### ASSIGNMENT
Exclude the pictures, then copy word for word the lines running from the beginning of the records through the line with "label=blue glass facade".
(SUPPLIED RECORDS)
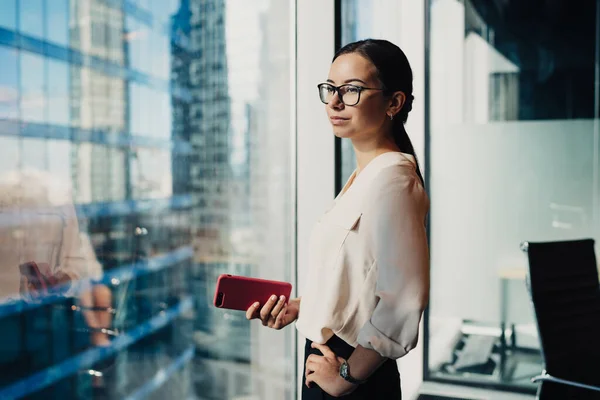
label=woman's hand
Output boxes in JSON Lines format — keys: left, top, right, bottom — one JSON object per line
{"left": 19, "top": 268, "right": 72, "bottom": 301}
{"left": 246, "top": 296, "right": 300, "bottom": 330}
{"left": 305, "top": 343, "right": 358, "bottom": 397}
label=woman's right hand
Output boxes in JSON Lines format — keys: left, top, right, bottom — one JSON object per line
{"left": 246, "top": 295, "right": 300, "bottom": 330}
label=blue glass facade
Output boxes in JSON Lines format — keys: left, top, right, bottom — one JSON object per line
{"left": 0, "top": 0, "right": 296, "bottom": 398}
{"left": 0, "top": 0, "right": 199, "bottom": 398}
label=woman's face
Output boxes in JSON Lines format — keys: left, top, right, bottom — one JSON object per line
{"left": 324, "top": 53, "right": 389, "bottom": 140}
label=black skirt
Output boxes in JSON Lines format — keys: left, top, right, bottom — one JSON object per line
{"left": 302, "top": 336, "right": 402, "bottom": 400}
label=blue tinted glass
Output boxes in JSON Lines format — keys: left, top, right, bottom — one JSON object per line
{"left": 129, "top": 82, "right": 143, "bottom": 134}
{"left": 0, "top": 0, "right": 17, "bottom": 30}
{"left": 47, "top": 140, "right": 71, "bottom": 184}
{"left": 125, "top": 16, "right": 140, "bottom": 70}
{"left": 151, "top": 29, "right": 170, "bottom": 79}
{"left": 19, "top": 0, "right": 44, "bottom": 39}
{"left": 45, "top": 0, "right": 69, "bottom": 46}
{"left": 0, "top": 46, "right": 19, "bottom": 120}
{"left": 136, "top": 0, "right": 150, "bottom": 10}
{"left": 47, "top": 59, "right": 69, "bottom": 126}
{"left": 20, "top": 51, "right": 46, "bottom": 123}
{"left": 21, "top": 137, "right": 47, "bottom": 170}
{"left": 0, "top": 137, "right": 19, "bottom": 171}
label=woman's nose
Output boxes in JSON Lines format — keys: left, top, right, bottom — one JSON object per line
{"left": 328, "top": 92, "right": 344, "bottom": 110}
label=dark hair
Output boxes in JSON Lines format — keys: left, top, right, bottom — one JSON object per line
{"left": 333, "top": 39, "right": 424, "bottom": 185}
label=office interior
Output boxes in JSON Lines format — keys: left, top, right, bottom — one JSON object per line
{"left": 0, "top": 0, "right": 598, "bottom": 399}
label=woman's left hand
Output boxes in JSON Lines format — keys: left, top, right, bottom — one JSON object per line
{"left": 305, "top": 342, "right": 358, "bottom": 397}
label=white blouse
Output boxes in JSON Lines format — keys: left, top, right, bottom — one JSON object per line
{"left": 295, "top": 151, "right": 430, "bottom": 359}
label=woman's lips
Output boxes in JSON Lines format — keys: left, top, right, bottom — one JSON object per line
{"left": 329, "top": 116, "right": 349, "bottom": 125}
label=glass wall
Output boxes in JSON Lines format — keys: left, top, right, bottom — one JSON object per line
{"left": 426, "top": 0, "right": 599, "bottom": 393}
{"left": 0, "top": 0, "right": 294, "bottom": 399}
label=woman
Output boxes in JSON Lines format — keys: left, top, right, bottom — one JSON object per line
{"left": 246, "top": 39, "right": 429, "bottom": 399}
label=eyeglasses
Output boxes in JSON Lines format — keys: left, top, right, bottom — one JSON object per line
{"left": 317, "top": 83, "right": 385, "bottom": 106}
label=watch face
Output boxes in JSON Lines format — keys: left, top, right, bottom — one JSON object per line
{"left": 340, "top": 362, "right": 349, "bottom": 378}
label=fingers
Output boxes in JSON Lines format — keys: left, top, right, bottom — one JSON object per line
{"left": 246, "top": 302, "right": 260, "bottom": 320}
{"left": 306, "top": 354, "right": 320, "bottom": 364}
{"left": 311, "top": 342, "right": 336, "bottom": 359}
{"left": 305, "top": 362, "right": 316, "bottom": 379}
{"left": 259, "top": 295, "right": 279, "bottom": 326}
{"left": 305, "top": 359, "right": 319, "bottom": 373}
{"left": 306, "top": 372, "right": 317, "bottom": 388}
{"left": 270, "top": 295, "right": 286, "bottom": 319}
{"left": 247, "top": 295, "right": 288, "bottom": 329}
{"left": 272, "top": 304, "right": 288, "bottom": 330}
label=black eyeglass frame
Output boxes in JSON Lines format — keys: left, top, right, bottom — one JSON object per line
{"left": 317, "top": 82, "right": 386, "bottom": 106}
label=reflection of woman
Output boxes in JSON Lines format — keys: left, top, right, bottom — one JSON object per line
{"left": 247, "top": 40, "right": 429, "bottom": 398}
{"left": 0, "top": 169, "right": 113, "bottom": 347}
{"left": 0, "top": 169, "right": 87, "bottom": 300}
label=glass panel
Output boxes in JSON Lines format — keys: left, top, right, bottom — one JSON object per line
{"left": 47, "top": 59, "right": 70, "bottom": 126}
{"left": 21, "top": 137, "right": 47, "bottom": 170}
{"left": 47, "top": 139, "right": 72, "bottom": 185}
{"left": 0, "top": 1, "right": 295, "bottom": 399}
{"left": 45, "top": 0, "right": 69, "bottom": 46}
{"left": 19, "top": 0, "right": 44, "bottom": 39}
{"left": 125, "top": 16, "right": 152, "bottom": 75}
{"left": 130, "top": 148, "right": 172, "bottom": 199}
{"left": 20, "top": 51, "right": 46, "bottom": 123}
{"left": 0, "top": 46, "right": 19, "bottom": 120}
{"left": 0, "top": 0, "right": 16, "bottom": 30}
{"left": 426, "top": 0, "right": 599, "bottom": 393}
{"left": 0, "top": 137, "right": 19, "bottom": 171}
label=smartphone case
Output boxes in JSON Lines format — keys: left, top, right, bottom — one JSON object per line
{"left": 213, "top": 274, "right": 292, "bottom": 311}
{"left": 18, "top": 261, "right": 57, "bottom": 291}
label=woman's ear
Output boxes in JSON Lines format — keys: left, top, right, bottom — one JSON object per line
{"left": 388, "top": 91, "right": 406, "bottom": 118}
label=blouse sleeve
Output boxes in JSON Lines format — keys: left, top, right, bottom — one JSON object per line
{"left": 356, "top": 165, "right": 430, "bottom": 359}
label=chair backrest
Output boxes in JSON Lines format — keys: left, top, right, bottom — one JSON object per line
{"left": 526, "top": 239, "right": 600, "bottom": 388}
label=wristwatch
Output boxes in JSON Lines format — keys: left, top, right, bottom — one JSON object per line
{"left": 339, "top": 361, "right": 367, "bottom": 385}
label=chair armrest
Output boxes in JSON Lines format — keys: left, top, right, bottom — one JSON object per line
{"left": 532, "top": 371, "right": 600, "bottom": 392}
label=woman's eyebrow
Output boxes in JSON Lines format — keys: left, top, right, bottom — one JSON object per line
{"left": 326, "top": 78, "right": 368, "bottom": 85}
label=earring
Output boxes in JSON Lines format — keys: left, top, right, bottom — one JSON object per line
{"left": 388, "top": 113, "right": 394, "bottom": 121}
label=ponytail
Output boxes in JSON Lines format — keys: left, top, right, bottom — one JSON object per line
{"left": 391, "top": 95, "right": 424, "bottom": 186}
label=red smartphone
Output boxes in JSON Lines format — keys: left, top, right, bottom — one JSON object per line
{"left": 213, "top": 274, "right": 292, "bottom": 311}
{"left": 19, "top": 262, "right": 57, "bottom": 292}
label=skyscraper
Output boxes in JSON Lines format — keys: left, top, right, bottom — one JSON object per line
{"left": 188, "top": 0, "right": 232, "bottom": 259}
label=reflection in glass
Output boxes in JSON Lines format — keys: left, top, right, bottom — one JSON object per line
{"left": 47, "top": 59, "right": 70, "bottom": 126}
{"left": 21, "top": 138, "right": 47, "bottom": 171}
{"left": 0, "top": 0, "right": 16, "bottom": 30}
{"left": 46, "top": 0, "right": 69, "bottom": 46}
{"left": 47, "top": 140, "right": 72, "bottom": 186}
{"left": 0, "top": 137, "right": 19, "bottom": 171}
{"left": 20, "top": 51, "right": 46, "bottom": 123}
{"left": 0, "top": 0, "right": 294, "bottom": 398}
{"left": 19, "top": 0, "right": 44, "bottom": 39}
{"left": 0, "top": 46, "right": 19, "bottom": 120}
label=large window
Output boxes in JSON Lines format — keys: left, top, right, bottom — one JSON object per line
{"left": 425, "top": 0, "right": 600, "bottom": 393}
{"left": 0, "top": 1, "right": 295, "bottom": 399}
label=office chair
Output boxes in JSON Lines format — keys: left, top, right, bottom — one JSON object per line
{"left": 522, "top": 239, "right": 600, "bottom": 399}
(End SUPPLIED RECORDS)
### THE COMPLETED TASK
label=woman's hand
Output boxes in JSON Lines format — keys: left, top, right, bottom — one JSON object per line
{"left": 19, "top": 268, "right": 72, "bottom": 301}
{"left": 246, "top": 296, "right": 300, "bottom": 330}
{"left": 305, "top": 343, "right": 358, "bottom": 397}
label=woman's right hand
Output boxes in JSON Lines format — keys: left, top, right, bottom — one JSON object per line
{"left": 246, "top": 295, "right": 300, "bottom": 330}
label=blue glass facade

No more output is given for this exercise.